そこで今回は、「インプラント治療後に必要なメンテナンス」にスポットを当てて詳しく解説します。治療後の方はもちろん、治療中の方、これからインプラント治療を検討される方も、ぜひ参考にお読みください
インプラントの「寿命」とはどれくらい?
現在、インプラント技術は進歩し、きちんとメインテナンスを行い正しく使用していれば半永久的に使用できるとされています。
インプラント治療を行った方のうち9割以上の方が、治療から10年後もインプラントを使えているという調査結果もあります。そう考えれば、インプラントの寿命は最低でも10年はあると言えるでしょう。
インプラント発祥の地アメリカで、世界で初めてインプラント治療を受けた方は、亡くなるまでの40年間m問題なくインプラントを使っていたという話もあります。
ただし、誰でも40年も使えるという保証はありません。健康に使用するために欠かせないのが「定期的なメインテナンス」なのです。

_提示された情報_
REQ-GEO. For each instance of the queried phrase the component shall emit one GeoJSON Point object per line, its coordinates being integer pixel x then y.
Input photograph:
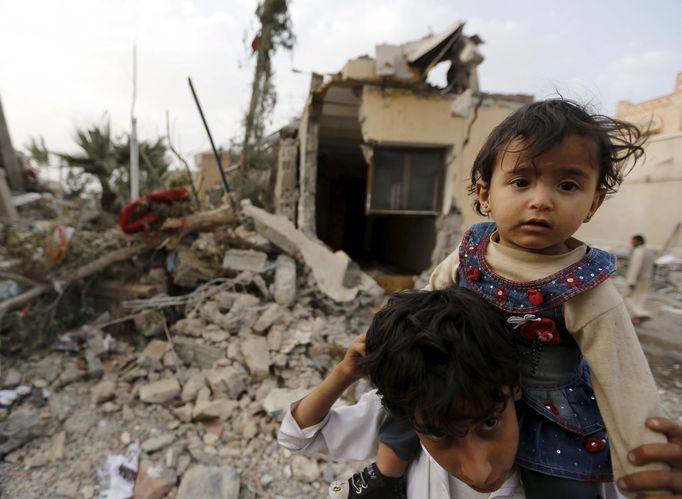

_取り組む作業_
• 1. インプラントの寿命に関する文章によると、治療から10年後もインプラントを使えている人はどれくらいの割合ですか。
• 2. インプラントの寿命に関する文章のうち、「そこで今回は、「インプラント」から始まり「に使用できるとされています。」までの部分を一字も変えずに書き出してください。
上の行は参照しなくても作業を進められます。

_解答欄_
• 1. 9割以上です。

• 2.
そこで今回は、「インプラント治療後に必要なメンテナンス」にスポットを当てて詳しく解説します。治療後の方はもちろん、治療中の方、これからインプラント治療を検討される方も、ぜひ参考にお読みください
インプラントの「寿命」とはどれくらい?
現在、インプラント技術は進歩し、きちんとメインテナンスを行い正しく使用していれば半永久的に使用できるとされています。